▸ Tarea indicada: Localiza en las líneas de abajo cada una que contenga la palabra "roof" y cópiala completa.

▸ Líneas proporcionadas:
- - -

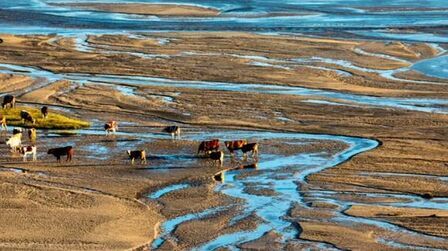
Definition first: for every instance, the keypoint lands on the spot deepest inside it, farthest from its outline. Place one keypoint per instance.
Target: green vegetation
(53, 121)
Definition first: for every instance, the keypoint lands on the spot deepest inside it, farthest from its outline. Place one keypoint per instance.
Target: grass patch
(53, 121)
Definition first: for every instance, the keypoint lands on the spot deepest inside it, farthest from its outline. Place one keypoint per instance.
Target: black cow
(9, 100)
(62, 151)
(26, 117)
(44, 111)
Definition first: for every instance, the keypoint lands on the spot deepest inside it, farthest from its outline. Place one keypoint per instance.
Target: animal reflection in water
(220, 177)
(111, 127)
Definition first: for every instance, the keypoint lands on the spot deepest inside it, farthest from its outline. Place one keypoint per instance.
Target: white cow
(28, 150)
(15, 141)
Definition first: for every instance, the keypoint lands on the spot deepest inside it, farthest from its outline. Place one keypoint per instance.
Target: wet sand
(163, 10)
(100, 197)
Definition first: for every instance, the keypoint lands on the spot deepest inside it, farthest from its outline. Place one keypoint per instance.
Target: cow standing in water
(208, 146)
(62, 151)
(28, 150)
(252, 147)
(44, 111)
(26, 117)
(173, 130)
(15, 141)
(233, 146)
(3, 123)
(139, 154)
(9, 100)
(216, 157)
(111, 127)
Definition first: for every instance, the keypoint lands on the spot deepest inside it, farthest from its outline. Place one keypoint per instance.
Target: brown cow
(206, 146)
(26, 117)
(235, 145)
(62, 151)
(9, 100)
(111, 127)
(216, 157)
(139, 154)
(252, 147)
(3, 123)
(44, 111)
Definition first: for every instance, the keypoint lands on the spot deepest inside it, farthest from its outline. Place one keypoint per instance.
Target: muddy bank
(162, 10)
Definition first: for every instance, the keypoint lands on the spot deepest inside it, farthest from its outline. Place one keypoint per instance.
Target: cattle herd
(209, 149)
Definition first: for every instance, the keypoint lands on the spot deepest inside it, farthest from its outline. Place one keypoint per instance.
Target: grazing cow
(111, 127)
(28, 150)
(44, 111)
(3, 122)
(26, 117)
(220, 177)
(206, 146)
(216, 157)
(173, 130)
(32, 135)
(235, 145)
(62, 151)
(17, 131)
(9, 100)
(15, 142)
(139, 154)
(252, 147)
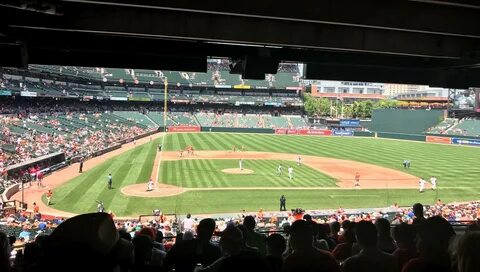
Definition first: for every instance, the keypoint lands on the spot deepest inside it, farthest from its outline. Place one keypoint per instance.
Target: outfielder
(421, 183)
(290, 172)
(150, 185)
(433, 181)
(279, 170)
(110, 181)
(357, 180)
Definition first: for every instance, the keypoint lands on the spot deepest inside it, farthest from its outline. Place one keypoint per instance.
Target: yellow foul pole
(165, 98)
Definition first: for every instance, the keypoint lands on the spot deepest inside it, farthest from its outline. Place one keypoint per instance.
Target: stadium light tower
(165, 105)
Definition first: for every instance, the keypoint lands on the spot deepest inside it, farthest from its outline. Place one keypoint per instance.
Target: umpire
(283, 202)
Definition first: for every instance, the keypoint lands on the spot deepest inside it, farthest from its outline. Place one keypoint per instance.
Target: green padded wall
(404, 121)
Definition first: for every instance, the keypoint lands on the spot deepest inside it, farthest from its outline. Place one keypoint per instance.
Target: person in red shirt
(49, 196)
(36, 209)
(40, 178)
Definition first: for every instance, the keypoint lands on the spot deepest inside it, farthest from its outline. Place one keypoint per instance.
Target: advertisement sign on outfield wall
(440, 140)
(28, 94)
(349, 122)
(183, 129)
(466, 141)
(320, 132)
(342, 133)
(5, 93)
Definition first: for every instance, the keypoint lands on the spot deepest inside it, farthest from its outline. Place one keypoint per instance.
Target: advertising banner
(27, 93)
(183, 129)
(321, 132)
(342, 133)
(466, 141)
(349, 122)
(437, 139)
(114, 98)
(5, 93)
(139, 99)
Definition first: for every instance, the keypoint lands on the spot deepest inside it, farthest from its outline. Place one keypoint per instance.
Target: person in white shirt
(290, 172)
(279, 170)
(187, 223)
(433, 181)
(421, 183)
(150, 185)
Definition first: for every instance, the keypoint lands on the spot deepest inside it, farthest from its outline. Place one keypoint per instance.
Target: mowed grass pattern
(455, 167)
(207, 174)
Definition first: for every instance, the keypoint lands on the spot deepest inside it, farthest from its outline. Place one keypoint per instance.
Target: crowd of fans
(337, 242)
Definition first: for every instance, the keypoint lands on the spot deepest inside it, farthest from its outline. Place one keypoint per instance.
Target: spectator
(254, 239)
(305, 257)
(435, 235)
(385, 241)
(370, 258)
(276, 245)
(344, 250)
(185, 255)
(418, 212)
(406, 250)
(4, 252)
(468, 253)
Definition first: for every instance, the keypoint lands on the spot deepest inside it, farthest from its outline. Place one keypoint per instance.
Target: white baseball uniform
(421, 183)
(433, 180)
(279, 170)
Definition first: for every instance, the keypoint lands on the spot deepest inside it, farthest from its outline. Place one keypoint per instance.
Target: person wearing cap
(238, 256)
(185, 255)
(255, 239)
(110, 181)
(305, 257)
(86, 242)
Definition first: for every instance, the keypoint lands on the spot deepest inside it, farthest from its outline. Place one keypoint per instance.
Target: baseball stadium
(175, 136)
(189, 147)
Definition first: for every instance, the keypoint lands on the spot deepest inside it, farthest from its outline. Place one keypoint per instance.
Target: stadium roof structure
(426, 42)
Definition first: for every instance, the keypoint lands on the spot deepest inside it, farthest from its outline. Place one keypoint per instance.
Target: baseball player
(110, 181)
(150, 185)
(49, 196)
(433, 181)
(279, 170)
(290, 172)
(421, 183)
(357, 180)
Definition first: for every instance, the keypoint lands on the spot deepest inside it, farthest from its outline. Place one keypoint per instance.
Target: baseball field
(210, 180)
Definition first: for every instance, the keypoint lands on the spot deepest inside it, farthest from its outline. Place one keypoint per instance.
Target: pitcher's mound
(237, 171)
(160, 190)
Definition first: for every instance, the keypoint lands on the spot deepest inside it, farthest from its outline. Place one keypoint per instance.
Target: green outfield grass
(208, 174)
(455, 167)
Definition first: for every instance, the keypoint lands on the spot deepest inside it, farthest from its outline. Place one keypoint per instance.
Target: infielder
(110, 181)
(433, 181)
(290, 172)
(357, 180)
(150, 185)
(279, 170)
(421, 183)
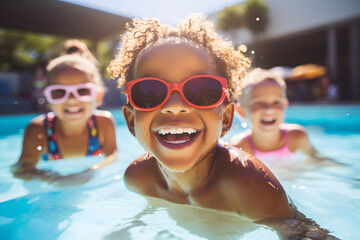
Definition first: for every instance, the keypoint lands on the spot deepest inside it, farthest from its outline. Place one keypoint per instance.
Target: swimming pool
(104, 209)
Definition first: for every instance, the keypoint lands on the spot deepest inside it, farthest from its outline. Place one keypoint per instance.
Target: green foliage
(255, 15)
(24, 51)
(230, 18)
(252, 14)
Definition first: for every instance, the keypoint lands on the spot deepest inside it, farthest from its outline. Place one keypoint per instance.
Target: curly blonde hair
(142, 34)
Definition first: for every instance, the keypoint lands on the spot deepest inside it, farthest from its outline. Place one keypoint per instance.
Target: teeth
(268, 119)
(73, 109)
(164, 131)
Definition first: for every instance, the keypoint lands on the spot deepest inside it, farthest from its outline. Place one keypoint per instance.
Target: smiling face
(72, 111)
(177, 135)
(264, 106)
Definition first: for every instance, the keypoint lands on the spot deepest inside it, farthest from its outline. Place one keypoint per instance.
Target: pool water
(104, 209)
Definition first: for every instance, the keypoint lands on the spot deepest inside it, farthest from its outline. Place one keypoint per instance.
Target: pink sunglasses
(85, 92)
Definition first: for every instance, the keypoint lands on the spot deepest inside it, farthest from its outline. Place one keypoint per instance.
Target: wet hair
(76, 57)
(257, 76)
(143, 34)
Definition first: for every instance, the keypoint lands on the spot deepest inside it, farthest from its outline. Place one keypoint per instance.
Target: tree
(255, 16)
(230, 19)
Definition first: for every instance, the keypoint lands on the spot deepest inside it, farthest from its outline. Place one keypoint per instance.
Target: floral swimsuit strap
(53, 153)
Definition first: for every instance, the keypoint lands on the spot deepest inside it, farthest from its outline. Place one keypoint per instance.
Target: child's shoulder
(141, 174)
(243, 173)
(37, 122)
(240, 140)
(104, 117)
(103, 114)
(294, 130)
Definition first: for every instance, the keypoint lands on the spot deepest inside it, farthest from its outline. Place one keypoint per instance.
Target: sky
(167, 11)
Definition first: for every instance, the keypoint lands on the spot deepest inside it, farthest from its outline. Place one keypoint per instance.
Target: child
(263, 103)
(74, 127)
(180, 84)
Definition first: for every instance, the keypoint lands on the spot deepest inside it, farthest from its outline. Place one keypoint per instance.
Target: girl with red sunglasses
(74, 127)
(180, 83)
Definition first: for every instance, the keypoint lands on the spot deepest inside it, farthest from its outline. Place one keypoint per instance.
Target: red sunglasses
(200, 91)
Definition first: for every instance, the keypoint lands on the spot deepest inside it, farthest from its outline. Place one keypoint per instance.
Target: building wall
(288, 17)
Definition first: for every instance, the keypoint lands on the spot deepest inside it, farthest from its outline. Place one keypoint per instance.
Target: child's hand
(72, 179)
(298, 227)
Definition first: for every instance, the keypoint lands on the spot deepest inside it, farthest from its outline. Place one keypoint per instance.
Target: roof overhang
(60, 18)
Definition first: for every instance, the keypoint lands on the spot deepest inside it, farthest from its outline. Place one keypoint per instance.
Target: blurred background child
(74, 127)
(263, 103)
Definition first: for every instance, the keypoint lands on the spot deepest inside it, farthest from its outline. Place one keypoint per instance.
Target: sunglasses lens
(84, 91)
(148, 94)
(57, 93)
(203, 91)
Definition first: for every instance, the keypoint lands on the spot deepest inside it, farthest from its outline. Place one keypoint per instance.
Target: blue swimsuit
(53, 153)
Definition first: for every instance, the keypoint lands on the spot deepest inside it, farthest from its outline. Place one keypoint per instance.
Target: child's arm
(106, 126)
(298, 227)
(303, 143)
(267, 202)
(107, 137)
(34, 144)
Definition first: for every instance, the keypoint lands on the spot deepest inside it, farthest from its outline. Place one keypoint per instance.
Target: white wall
(287, 17)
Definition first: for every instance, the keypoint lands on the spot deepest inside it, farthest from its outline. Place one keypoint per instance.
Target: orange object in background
(307, 71)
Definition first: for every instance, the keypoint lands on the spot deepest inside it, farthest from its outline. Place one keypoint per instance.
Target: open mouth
(73, 110)
(268, 122)
(177, 137)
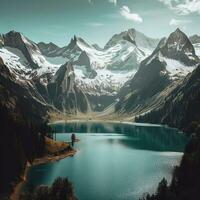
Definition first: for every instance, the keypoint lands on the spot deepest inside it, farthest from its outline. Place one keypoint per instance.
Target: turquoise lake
(114, 161)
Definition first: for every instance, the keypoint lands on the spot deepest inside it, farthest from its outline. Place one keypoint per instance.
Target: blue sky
(97, 20)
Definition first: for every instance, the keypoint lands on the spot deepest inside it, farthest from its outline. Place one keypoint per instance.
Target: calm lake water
(114, 161)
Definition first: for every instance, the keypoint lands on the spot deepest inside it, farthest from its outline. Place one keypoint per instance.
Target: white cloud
(113, 1)
(125, 12)
(183, 7)
(94, 24)
(110, 1)
(178, 22)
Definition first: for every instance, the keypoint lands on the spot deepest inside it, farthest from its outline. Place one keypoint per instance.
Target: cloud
(113, 1)
(177, 22)
(110, 1)
(94, 24)
(125, 12)
(183, 7)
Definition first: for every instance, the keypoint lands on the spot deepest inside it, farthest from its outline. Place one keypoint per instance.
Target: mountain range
(131, 75)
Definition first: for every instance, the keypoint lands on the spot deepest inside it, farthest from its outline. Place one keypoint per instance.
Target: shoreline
(38, 161)
(105, 121)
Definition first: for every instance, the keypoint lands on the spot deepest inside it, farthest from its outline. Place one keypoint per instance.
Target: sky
(97, 20)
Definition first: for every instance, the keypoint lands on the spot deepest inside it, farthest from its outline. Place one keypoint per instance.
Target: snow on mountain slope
(105, 83)
(17, 63)
(197, 49)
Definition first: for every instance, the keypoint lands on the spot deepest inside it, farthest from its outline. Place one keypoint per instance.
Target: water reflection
(114, 161)
(156, 138)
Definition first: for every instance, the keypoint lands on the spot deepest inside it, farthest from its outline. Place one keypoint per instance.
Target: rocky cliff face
(171, 61)
(49, 49)
(181, 106)
(23, 113)
(63, 92)
(179, 47)
(17, 40)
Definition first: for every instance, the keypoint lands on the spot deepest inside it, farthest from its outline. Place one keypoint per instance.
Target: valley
(86, 88)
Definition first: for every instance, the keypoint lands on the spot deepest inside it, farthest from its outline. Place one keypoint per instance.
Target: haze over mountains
(131, 75)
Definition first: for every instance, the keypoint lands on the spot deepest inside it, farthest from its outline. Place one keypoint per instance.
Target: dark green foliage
(22, 128)
(185, 183)
(61, 189)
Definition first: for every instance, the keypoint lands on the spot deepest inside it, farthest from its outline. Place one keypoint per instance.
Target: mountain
(23, 113)
(181, 106)
(49, 49)
(63, 92)
(23, 56)
(100, 77)
(171, 61)
(195, 39)
(135, 37)
(104, 71)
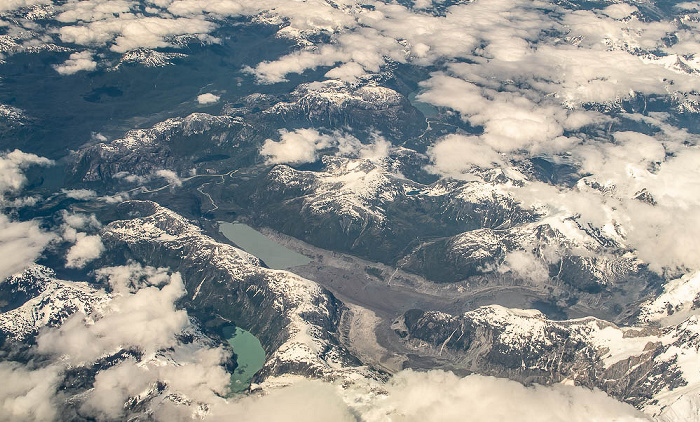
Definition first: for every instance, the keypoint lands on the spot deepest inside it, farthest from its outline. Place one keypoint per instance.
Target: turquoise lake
(252, 241)
(250, 357)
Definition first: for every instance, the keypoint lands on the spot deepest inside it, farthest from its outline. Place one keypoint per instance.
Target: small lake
(250, 357)
(252, 241)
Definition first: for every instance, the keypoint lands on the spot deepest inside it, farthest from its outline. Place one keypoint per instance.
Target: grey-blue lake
(252, 241)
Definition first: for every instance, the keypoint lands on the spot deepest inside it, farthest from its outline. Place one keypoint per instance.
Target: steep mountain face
(295, 319)
(175, 144)
(35, 299)
(336, 104)
(368, 209)
(650, 368)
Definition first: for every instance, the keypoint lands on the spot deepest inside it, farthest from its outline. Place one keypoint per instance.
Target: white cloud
(28, 395)
(454, 155)
(12, 166)
(525, 265)
(297, 147)
(207, 98)
(8, 5)
(80, 194)
(141, 315)
(86, 248)
(21, 242)
(77, 62)
(433, 396)
(170, 176)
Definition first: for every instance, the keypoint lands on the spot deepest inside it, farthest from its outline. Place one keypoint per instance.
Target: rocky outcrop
(295, 319)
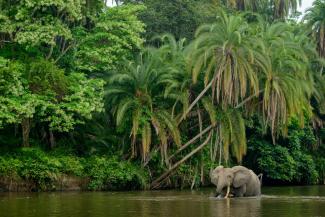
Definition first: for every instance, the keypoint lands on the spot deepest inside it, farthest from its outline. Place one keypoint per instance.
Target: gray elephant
(237, 181)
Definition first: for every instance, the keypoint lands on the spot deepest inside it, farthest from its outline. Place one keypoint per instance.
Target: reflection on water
(278, 202)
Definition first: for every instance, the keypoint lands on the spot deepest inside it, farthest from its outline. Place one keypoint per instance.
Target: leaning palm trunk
(156, 183)
(25, 125)
(228, 191)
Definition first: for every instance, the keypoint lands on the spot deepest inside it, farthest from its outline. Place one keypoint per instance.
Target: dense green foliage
(46, 170)
(155, 87)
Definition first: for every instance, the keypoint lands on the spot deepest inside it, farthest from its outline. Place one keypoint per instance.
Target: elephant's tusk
(228, 191)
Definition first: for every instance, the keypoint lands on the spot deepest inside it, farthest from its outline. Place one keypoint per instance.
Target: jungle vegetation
(155, 93)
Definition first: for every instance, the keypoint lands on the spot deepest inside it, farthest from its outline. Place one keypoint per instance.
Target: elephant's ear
(241, 176)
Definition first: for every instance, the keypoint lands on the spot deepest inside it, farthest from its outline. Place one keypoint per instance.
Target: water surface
(275, 202)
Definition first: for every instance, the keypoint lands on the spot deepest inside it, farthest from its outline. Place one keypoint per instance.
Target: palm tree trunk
(196, 101)
(25, 126)
(52, 139)
(191, 141)
(165, 175)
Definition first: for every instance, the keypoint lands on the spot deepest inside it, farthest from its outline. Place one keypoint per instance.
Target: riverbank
(31, 169)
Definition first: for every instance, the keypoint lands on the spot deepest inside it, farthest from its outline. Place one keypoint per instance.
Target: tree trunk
(25, 126)
(191, 141)
(52, 139)
(165, 175)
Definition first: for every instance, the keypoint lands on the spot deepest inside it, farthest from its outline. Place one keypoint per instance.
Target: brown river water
(275, 202)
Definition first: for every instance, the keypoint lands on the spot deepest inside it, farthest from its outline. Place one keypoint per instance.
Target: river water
(275, 202)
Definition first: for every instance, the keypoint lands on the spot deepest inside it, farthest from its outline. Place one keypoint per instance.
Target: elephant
(237, 181)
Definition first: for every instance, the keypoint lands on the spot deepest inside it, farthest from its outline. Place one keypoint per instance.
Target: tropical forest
(154, 94)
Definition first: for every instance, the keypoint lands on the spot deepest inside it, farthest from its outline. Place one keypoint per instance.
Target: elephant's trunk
(228, 191)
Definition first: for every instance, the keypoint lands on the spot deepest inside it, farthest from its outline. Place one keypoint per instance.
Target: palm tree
(223, 52)
(137, 100)
(315, 18)
(282, 8)
(286, 81)
(246, 5)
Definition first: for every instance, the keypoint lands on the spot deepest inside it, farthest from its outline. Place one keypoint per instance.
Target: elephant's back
(254, 187)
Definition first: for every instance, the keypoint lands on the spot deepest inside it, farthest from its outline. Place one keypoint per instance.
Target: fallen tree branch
(156, 183)
(191, 141)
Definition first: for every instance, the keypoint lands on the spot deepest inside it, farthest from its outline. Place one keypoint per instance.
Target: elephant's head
(229, 177)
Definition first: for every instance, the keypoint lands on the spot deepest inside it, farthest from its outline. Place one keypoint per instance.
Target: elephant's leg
(240, 192)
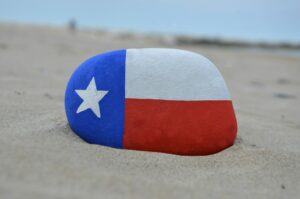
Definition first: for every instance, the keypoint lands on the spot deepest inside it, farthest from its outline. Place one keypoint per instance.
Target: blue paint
(109, 72)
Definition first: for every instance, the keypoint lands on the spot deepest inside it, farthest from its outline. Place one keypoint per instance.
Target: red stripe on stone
(179, 127)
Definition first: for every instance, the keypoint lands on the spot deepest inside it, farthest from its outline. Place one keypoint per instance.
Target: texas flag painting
(162, 100)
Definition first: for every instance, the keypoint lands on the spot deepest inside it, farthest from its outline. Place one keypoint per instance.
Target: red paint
(179, 127)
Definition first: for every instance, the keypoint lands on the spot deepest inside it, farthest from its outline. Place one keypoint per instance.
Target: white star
(91, 98)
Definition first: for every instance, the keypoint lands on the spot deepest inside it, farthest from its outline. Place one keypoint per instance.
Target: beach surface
(40, 157)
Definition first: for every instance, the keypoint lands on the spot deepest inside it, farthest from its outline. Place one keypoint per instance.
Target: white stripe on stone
(171, 74)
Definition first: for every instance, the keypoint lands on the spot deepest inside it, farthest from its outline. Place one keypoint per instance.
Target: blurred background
(254, 43)
(271, 21)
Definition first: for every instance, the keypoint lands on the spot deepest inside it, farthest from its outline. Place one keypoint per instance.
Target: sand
(40, 157)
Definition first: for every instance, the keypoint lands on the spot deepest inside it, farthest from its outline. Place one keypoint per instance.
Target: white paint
(91, 98)
(172, 74)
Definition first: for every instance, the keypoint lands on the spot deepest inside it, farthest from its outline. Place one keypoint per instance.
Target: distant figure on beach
(72, 25)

- - -

▸ Respuesta del ejercicio:
Target: stadium roof structure
Target: roof overhang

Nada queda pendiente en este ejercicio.